_READING PASSAGE_:
# VAT on services in Ireland



## Cannondale (2 Feb 2021)

I have new assignment to provide engineering services in Ireland via an UK agent. I am VAT registerd in Ireland. The contract would be with the UK agent, however, the services would be supplied to an end user in Ireland.
My accountant has suggested that this is B2B, I could invoice the company/agent in the UK ex VAT. Is this correct?
I would have thought since the services are being supplied in Ireland (place of supply is Ireland), I should still charge Irish VAT?
I would like a second opinion.


----------



## Ciru75 (2 Feb 2021)

The general rule for place of supply in business to business supplies is where the customer is registered. There are exceptions to this though, including supplies relating to property where the place of supply is where the activity is carried out.


----------



## dublin67 (4 Feb 2021)

This Revenue guide will let you know about what type of services are deemed to be supplied in Ireland.  The key thing with Vat is don't get it wrong as the numbers are large being based on turnover and not profit. https://www.revenue.ie/en/vat/vat-o...-connected-with-immovable-property/index.aspx


----------



## cd76_np (4 Feb 2021)

Charge VAT, why take the risk ??


----------



## Leo (5 Feb 2021)

cd76_np said:


> Charge VAT, why take the risk ??



Charging VAT for the craic isn't a good business model!


----------



## cd76_np (6 Feb 2021)

who said anything about the craic?  Run the risk not charging it if you wish.   Hardly a good business mode taking unnecessary risks.


----------



## Leo (24 Feb 2021)

cd76_np said:


> who said anything about the craic?  Run the risk not charging it if you wish.   Hardly a good business mode taking unnecessary risks.



Your advice was to charge VAT regardless of whether it was due or not. That is very poor advice.


----------

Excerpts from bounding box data
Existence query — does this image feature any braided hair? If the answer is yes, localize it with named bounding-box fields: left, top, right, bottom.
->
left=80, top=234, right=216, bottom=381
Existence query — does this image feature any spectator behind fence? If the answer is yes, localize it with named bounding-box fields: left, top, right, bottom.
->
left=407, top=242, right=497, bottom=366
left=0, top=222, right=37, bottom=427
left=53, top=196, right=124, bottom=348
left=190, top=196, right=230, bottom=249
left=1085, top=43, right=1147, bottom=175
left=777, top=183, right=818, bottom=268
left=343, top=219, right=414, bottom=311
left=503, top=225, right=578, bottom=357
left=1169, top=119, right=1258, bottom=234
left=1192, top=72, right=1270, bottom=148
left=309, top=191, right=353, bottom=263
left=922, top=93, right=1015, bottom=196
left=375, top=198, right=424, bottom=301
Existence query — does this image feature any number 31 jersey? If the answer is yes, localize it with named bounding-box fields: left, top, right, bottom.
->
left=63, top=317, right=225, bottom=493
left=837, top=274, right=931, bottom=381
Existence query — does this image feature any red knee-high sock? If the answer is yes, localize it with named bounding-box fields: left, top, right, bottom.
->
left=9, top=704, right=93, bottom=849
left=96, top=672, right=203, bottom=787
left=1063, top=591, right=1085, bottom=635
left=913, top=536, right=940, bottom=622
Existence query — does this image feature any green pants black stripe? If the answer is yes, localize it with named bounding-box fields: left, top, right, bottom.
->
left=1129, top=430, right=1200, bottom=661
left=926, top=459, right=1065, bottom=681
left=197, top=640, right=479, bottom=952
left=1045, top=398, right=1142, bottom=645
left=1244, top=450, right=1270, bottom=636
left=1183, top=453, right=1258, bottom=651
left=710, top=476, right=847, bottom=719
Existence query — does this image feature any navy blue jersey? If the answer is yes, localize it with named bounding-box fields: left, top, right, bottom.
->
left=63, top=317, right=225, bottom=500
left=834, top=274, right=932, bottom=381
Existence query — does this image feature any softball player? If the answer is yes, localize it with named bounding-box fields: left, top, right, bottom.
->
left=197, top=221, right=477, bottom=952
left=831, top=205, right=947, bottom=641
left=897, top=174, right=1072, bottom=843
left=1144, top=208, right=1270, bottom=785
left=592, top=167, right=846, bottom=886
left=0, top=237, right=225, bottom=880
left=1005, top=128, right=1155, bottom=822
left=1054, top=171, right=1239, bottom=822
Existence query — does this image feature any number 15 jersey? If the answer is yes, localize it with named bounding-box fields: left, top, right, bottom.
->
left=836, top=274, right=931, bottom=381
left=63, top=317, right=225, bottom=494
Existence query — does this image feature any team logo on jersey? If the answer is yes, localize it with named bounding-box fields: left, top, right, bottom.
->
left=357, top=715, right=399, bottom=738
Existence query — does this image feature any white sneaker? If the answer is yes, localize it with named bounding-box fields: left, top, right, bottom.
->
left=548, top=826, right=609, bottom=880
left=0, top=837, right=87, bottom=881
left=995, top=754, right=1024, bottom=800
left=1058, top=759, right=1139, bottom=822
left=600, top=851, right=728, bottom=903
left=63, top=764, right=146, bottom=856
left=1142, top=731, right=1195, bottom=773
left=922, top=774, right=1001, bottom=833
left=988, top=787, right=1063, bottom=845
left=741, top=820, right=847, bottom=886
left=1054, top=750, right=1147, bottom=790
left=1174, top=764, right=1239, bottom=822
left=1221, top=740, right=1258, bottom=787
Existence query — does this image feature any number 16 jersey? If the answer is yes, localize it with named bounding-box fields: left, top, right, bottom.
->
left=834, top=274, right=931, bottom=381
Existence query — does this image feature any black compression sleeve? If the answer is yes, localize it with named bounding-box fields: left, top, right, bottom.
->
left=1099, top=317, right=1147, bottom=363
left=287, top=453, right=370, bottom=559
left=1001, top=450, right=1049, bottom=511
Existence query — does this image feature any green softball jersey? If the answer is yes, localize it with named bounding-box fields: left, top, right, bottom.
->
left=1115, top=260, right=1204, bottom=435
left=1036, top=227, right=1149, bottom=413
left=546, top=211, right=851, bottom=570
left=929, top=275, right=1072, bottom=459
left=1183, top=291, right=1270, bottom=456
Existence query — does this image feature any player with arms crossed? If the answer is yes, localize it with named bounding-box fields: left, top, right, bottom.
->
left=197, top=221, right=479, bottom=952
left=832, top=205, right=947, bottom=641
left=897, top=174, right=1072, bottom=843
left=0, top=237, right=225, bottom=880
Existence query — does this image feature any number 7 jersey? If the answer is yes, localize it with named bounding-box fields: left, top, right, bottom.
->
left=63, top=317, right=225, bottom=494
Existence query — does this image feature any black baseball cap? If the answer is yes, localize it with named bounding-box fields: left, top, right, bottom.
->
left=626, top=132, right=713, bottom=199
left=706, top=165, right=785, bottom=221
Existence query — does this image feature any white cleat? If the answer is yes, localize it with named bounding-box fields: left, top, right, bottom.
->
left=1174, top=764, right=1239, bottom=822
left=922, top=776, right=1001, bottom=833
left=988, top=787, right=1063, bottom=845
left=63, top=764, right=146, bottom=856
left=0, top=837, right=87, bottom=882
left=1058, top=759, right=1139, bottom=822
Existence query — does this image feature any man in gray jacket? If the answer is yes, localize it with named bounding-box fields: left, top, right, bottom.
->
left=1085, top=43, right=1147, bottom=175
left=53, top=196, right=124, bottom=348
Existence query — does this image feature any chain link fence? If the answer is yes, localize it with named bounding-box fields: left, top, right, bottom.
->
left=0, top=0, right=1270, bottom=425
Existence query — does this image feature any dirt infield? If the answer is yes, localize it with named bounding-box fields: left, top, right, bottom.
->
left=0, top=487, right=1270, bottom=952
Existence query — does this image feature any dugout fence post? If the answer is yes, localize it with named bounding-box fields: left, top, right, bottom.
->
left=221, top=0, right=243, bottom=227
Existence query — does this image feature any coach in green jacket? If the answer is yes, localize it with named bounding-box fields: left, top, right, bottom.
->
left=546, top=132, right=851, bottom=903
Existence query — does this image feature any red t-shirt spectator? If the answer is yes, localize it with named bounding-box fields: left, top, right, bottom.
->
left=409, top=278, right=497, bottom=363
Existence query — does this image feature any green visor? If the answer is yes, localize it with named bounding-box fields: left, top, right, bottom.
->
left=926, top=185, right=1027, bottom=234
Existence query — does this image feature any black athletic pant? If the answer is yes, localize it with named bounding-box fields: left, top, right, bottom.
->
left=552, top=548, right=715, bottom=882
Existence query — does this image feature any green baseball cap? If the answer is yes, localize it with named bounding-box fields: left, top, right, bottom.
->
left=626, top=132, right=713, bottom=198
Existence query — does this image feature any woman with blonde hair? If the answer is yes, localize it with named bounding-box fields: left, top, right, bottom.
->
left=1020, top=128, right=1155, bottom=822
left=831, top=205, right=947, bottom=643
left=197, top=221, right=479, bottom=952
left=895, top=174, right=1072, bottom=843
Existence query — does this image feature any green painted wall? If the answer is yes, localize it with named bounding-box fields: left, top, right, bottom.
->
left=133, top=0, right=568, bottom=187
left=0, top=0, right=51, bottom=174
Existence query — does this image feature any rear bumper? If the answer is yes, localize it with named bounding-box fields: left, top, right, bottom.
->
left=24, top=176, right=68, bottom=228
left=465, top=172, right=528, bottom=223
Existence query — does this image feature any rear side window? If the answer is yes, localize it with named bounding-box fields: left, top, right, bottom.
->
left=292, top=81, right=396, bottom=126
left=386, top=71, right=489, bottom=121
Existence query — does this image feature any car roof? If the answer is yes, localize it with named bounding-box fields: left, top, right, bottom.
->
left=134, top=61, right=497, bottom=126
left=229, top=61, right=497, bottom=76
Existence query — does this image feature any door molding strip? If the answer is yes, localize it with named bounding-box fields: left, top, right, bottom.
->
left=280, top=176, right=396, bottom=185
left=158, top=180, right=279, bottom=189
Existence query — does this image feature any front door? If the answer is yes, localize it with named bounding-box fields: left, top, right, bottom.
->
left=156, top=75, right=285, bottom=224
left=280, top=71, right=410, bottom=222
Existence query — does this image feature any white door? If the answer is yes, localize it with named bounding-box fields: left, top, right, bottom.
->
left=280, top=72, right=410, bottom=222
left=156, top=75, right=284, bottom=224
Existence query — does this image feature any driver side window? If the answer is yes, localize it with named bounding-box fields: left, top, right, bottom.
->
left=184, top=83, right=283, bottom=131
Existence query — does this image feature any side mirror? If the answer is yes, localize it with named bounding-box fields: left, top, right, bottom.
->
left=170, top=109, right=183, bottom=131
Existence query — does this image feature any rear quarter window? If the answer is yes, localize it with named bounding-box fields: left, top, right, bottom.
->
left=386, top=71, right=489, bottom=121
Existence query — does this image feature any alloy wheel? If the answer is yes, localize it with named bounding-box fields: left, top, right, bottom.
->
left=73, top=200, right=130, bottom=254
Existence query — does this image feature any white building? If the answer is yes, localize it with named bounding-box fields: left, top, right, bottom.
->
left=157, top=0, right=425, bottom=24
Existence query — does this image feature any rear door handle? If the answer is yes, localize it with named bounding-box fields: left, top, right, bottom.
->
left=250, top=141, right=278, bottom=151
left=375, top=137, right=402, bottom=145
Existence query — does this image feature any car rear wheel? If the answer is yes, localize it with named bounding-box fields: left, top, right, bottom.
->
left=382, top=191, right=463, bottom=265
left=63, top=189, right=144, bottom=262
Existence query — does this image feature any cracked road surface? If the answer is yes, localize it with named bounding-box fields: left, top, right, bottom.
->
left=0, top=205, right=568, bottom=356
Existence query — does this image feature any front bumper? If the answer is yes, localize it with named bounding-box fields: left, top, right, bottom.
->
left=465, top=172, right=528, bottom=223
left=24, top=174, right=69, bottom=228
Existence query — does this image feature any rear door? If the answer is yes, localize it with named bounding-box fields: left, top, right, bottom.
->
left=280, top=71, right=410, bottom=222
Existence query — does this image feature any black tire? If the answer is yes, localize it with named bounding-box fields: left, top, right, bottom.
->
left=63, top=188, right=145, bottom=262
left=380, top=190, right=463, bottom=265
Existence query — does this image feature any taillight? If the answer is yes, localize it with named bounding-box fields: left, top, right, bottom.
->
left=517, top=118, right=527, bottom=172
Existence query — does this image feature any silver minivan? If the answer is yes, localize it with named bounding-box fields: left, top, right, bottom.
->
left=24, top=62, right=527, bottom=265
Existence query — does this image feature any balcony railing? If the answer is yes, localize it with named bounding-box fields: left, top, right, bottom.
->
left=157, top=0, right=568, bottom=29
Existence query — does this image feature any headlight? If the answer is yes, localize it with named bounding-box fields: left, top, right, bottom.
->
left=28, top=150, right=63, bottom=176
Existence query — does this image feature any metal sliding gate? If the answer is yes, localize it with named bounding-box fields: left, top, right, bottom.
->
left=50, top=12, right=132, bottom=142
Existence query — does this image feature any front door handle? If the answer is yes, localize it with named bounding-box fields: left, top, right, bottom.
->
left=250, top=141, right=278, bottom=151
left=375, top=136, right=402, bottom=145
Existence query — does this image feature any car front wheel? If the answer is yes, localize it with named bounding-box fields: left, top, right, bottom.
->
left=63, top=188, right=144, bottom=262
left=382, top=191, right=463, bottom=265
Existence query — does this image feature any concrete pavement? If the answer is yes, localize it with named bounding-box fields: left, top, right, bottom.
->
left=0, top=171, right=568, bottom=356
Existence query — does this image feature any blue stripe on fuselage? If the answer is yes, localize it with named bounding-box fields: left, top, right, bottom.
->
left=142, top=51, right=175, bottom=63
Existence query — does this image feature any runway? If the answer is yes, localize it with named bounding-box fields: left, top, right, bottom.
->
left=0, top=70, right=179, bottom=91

_TASK LIST_:
(A) Echo the VAT thread word for word, starting with "## Leo (24 Feb" and going on through "very poor advice.".
(B) Name every distinct username that posted in the VAT thread, listing each one only once.
The data shown here has no connection to the VAT thread.

_PER-TASK ANSWERS_:
(A)
## Leo (24 Feb 2021)

cd76_np said:


> who said anything about the craic?  Run the risk not charging it if you wish.   Hardly a good business mode taking unnecessary risks.



Your advice was to charge VAT regardless of whether it was due or not. That is very poor advice.

(B) Cannondale, Ciru75, dublin67, cd76_np, Leo